**Document:**
---

For purposes of determining the percentage of votes held by a Person, any
Voting Stock not outstanding which is subject to any option, warrant,
convertible security, preemptive or other right held by such Person
(whether or not such option, warrant, convertible security, preemptive or
other right is currently exercisable) shall be deemed to be outstanding
for the purpose of computing the percentage of votes held by such Person.
Notwithstanding anything contained in the immediately
preceding paragraph, the term "Interested Person" shall not include (A)
a Subsidiary of the Corporation or (B) a Continuing Director who bene-
ficially owned, on June 5, 1985, ten percent (10%) or more of the votes
held by the holders of shares of Voting Stock and any Affiliate or
Associate of one or more of such Continuing Directors. For purposes of
Articles III and XI of these By-Laws, the term "Interested Person" shall
not include any Person which shall have deposited all of its Voting Stock
in a voting trust (only and for so long as the voting trust shall be
continuing and all of such Person's Voting Stock shall remain deposited
in the Voting Trust) pursuant to an agreement with the Corporation
providing the Corporation with the power to appoint a majority of the
voting trustees of the voting trust who, in turn, shall have the power
to vote all of the shares of Voting Stock in the voting trust, in their
discretion, for the election of directors of the Corporation and the
amendment of the Articles of Incorporation and/or these By-Laws. The
agreement by the Corporation with any Person described in the
immediately preceding sentence to use its best efforts to elect one
designee of such Person as a director and to cause the voting trustees
appointed by the Corporation to vote for such designee shall not cause
such Person to be deemed an Interested Person for purposes of Articles
III and XI of these By-Laws.

---

**Problem:**
According to the by-laws passage, which kinds of right or security held by a Person cause Voting Stock that is not outstanding to be deemed outstanding? List them all.

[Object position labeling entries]
---

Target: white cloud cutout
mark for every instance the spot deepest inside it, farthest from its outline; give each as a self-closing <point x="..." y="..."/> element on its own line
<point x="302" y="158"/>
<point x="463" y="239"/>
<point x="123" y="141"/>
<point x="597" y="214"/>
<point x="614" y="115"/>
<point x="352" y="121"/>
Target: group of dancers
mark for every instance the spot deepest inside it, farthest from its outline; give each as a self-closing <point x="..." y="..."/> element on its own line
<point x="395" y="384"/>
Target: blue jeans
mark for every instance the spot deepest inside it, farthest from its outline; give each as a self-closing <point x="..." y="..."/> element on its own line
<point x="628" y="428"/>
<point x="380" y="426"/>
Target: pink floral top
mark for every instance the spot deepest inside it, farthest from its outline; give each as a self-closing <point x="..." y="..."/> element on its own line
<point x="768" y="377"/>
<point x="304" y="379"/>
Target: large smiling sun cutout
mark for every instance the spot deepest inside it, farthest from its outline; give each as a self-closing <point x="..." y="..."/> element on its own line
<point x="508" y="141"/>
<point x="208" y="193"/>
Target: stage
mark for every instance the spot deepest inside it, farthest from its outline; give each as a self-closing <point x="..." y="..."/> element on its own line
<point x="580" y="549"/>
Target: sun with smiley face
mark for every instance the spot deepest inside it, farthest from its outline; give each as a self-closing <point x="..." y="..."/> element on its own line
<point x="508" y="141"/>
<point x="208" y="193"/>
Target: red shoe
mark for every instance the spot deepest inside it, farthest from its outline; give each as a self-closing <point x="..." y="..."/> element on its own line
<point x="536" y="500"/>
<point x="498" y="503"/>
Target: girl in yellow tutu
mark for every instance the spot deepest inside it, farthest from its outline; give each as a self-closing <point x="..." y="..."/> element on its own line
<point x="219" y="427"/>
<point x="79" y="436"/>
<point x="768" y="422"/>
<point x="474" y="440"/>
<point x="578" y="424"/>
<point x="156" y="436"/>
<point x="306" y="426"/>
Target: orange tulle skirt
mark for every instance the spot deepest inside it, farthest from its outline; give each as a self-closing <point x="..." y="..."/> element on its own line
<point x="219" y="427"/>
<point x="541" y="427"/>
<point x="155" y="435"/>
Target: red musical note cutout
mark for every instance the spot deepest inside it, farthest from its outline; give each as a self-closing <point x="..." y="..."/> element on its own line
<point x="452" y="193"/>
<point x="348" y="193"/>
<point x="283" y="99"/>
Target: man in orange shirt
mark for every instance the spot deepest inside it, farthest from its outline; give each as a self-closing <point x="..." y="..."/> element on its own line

---

**Solution for this task:**
- Option
- Warrant
- Convertible security
- Preemptive right
- Other right